Exercise passage:

'''

It’s STI Girl Summer. Arm Yourself


We don’t want to accept the basic facts about STIs (that they are common, often silent, and morally neutral) because we’re busy denying that we are the kind of people who have the kind of sex that has consequences. The reality is that all sex has consequences.

Didn’t STI rates go down during the pandemic?

It would be reasonable to assume that STI cases have gone down during the pandemic. Most people have at least curbed their socializing, even if social distancing hasn’t been embraced across the board.

But a couple of major factors of pandemic living spell public health catastrophe: One is that many people have avoided routine checkups, including the kind of doctor visit where you would get a quick STI screening. Even if you were willing to risk it, testing was less available—a survey by the National Coalition of STD Directors found that during the pandemic, 60% of clinics had reduced capacity to treat STIs. Many clinics shuttered. And, Park points out, in the second half of 2020 there was actually a shortage of STI testing materials, since items like swabs were being redirected toward COVID testing. Even though early 2020 statistics show that STI case numbers have gone down, experts think that just doesn’t reflect the reality.

'''

Work instructions:
(a) Summarize the STI passage in two sentences.
(b) Write out the part of the STI passage starting at "Didn’t STI rates" and ending at "across the board.", copying it exactly.
(c) List the basic facts about STIs that, according to the STI passage, people do not want to accept.

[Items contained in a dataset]

'''

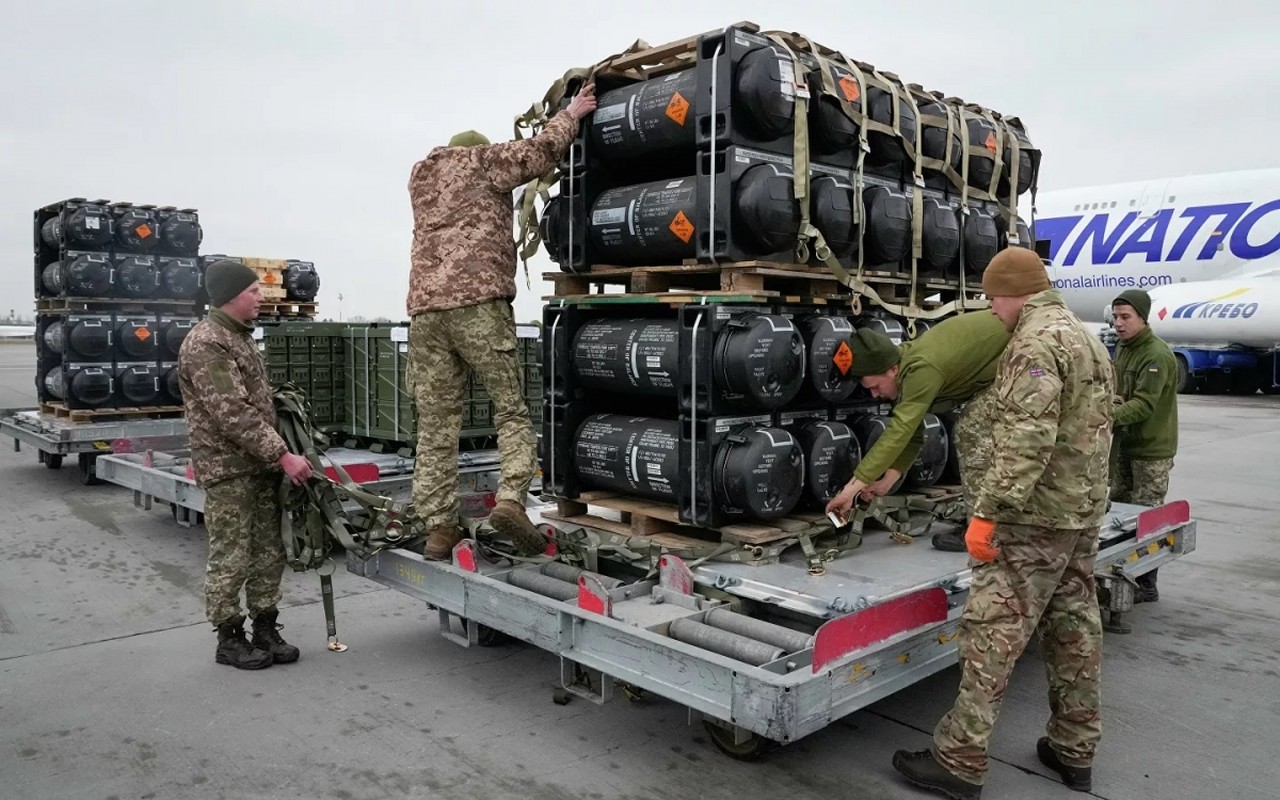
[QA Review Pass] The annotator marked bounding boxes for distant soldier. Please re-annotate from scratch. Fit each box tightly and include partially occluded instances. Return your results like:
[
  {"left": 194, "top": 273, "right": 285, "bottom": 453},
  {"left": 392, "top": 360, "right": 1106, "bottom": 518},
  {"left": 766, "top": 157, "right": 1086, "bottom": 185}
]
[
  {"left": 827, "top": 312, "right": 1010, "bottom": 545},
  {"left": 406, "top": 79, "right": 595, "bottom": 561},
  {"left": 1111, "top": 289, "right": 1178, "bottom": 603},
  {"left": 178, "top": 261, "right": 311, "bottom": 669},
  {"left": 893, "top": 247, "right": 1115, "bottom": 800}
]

'''
'''

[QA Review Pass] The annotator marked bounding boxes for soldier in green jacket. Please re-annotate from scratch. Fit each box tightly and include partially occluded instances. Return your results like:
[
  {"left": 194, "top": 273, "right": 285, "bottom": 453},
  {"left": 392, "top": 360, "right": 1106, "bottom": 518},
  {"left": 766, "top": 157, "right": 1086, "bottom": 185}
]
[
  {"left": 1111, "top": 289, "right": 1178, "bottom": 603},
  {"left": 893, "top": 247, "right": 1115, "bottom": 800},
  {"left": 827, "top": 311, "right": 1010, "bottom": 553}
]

'''

Responses per task:
(a) People resist accepting that STIs are common, often silent, and morally neutral because they deny being the kind of people whose sex has consequences, though in reality all sex has consequences. Although STI cases might be assumed to have fallen during the pandemic, avoided checkups, reduced clinic capacity, closed clinics, and a 2020 shortage of testing materials lead experts to think the lower early 2020 case numbers do not reflect reality.

(b)
Didn’t STI rates go down during the pandemic?

It would be reasonable to assume that STI cases have gone down during the pandemic. Most people have at least curbed their socializing, even if social distancing hasn’t been embraced across the board.

(c)
- STIs are common
- STIs are often silent
- STIs are morally neutral